**SUPPLIED PASSAGE**
■ ■ ■ ■
What Could These Results Mean for You?

These successful results are a reminder to all associations that adverse IRS determinations relating to programs and activities deemed to be unrelated, should be reevaluated over time.  Circumstances and IRS positions change, and those activities may no longer be the type of activities characterized as unrelated trade or business activities.  This is especially true in circumstances where the IRS is issuing uneven determinations to similar organizations.

Further information on this topic can be found here https://www.gkglaw.com/publications/503-recent-successes-challenging-irs-ubi-determinations-showcase-importance-of.

D.C. Government Challenges to Qualified High Technology Company Exemptions from Franchise Taxes

The District of Columbia Office of Tax and Revenue (“OTR”) has become aggressive in challenging Taxpayer’s self-determinations that they are Qualified High Technology Companies (“QHTCs”) and thus exempt from the District of Columbia’s corporate franchise tax.  GKG Law recently represented a Taxpayer who received a Notice of Proposed Assessment of Tax Deficiency (“Proposed Assessment”) against it, pursuant to which the OTR was seeking approximately a million dollars in corporate franchise taxes over the life of the exemption.  In our experience, a vigorous defense of such assessments is necessary to prevail in reversing such an assessment.

In 2001, the District of Columbia enacted the “New E-Conomy Transformation Act,” D.C. Law 13-256, D.C. Code §47-1818.01 et seq. (2001) (the “Act”).  The Act, which is designed to make the District of Columbia an attractive location for high technology companies, grants certain high technology companies a five-year exemption from the District of Columbia’s corporate franchise tax.  In order to qualify for the exemption, a company must, among other things, derive at least 51% of its gross revenues from specified high technology activities.  These activities include internet-related marketing and promotion services, and the development of internet-related application and digital content.

GKG Law recently handled a case in which, as outlined in the Proposed Assessment, the OTR determined that the Taxpayer was not a QHTC because it had not established that its internet-related service and sales were performed with regard to the internet and not simply over the internet.  The OTR also challenged whether the Taxpayer derived 51% of its income from specified high technology activities.  GKG Law filed a Protest of the Proposed Assessment with the Office of Administrative Hearings (OAH) in which it asserted that the Taxpayer was a QHTC based upon the fact that the Taxpayer was not merely placing advertising on its website but instead was deriving revenue from its own high technology activities, which included designing, developing and operating internet-based services.  GKG Law also argued that the Taxpayer’s revenue was primarily derived from the high technology specified activities.
■ ■ ■ ■
**DATA FOR ANALYSIS**

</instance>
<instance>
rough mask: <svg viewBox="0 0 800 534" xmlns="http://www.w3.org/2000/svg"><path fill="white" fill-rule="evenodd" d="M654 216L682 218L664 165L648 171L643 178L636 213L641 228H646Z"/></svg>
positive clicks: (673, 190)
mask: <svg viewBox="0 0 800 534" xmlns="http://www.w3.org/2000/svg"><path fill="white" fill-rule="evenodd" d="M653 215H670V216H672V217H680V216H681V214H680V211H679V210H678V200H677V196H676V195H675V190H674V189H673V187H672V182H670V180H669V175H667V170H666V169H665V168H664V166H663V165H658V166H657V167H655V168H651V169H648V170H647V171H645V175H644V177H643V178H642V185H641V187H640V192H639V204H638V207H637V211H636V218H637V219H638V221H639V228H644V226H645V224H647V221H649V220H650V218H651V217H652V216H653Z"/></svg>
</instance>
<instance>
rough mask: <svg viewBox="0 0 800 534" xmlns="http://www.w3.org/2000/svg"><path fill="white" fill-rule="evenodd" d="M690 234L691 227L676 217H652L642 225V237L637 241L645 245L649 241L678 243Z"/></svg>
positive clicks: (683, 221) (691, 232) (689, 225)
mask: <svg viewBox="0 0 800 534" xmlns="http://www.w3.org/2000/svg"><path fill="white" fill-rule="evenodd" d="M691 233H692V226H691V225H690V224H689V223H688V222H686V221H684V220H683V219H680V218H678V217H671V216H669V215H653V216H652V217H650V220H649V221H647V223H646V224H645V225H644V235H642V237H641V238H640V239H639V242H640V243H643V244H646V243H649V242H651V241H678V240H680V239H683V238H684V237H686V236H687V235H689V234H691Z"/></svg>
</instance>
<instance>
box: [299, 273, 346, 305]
■ ■ ■ ■
**EXERCISE INSTRUCTIONS**
**a)** List every short name that the tax passage defines in parentheses, and give what each one stands for.
**b)** Pick up the tax passage about the D.C. franchise tax exemption case where it stops, and write the next part.

**ANSWERS PER TASK**
**a)**
- OTR: the District of Columbia Office of Tax and Revenue
- QHTCs: Qualified High Technology Companies
- Proposed Assessment: Notice of Proposed Assessment of Tax Deficiency
- Act: the "New E-Conomy Transformation Act," D.C. Law 13-256, D.C. Code §47-1818.01 et seq. (2001)
- OAH: Office of Administrative Hearings

**b)**
Addressing these types of tax assessments requires not only tax expertise, but also a willingness to aggressively challenge OTR’s positions.  Please contact us if you would like to discuss these or similar tax issues you may have.  Brendan Collins may be reached by telephone at 202.342.6793 or by email at bcollins@gkglaw.comChris Younger may be reached by telephone at 202.342.5295 or by email at cyounger@gkglaw.com.

Recent Successes in Challenging IRS UBI Determinations Showcase the Importance of Scrutinizing Adverse IRS Determinations

Recently, GKG Law successfully assisted two clients with navigating challenges to adverse Unrelated Business Income (“UBI”) determinations made by the Internal Revenue Service (“IRS”).  Combined, these saved our clients’ almost $2.4 million in taxes in 2018 alone.  The first resulted in a nearly $2 million tax refund and future tax savings of hundreds of thousands of dollars in each future tax year, and the second resulted in the IRS overruling a proposed tax deficiency of approximately $400,000.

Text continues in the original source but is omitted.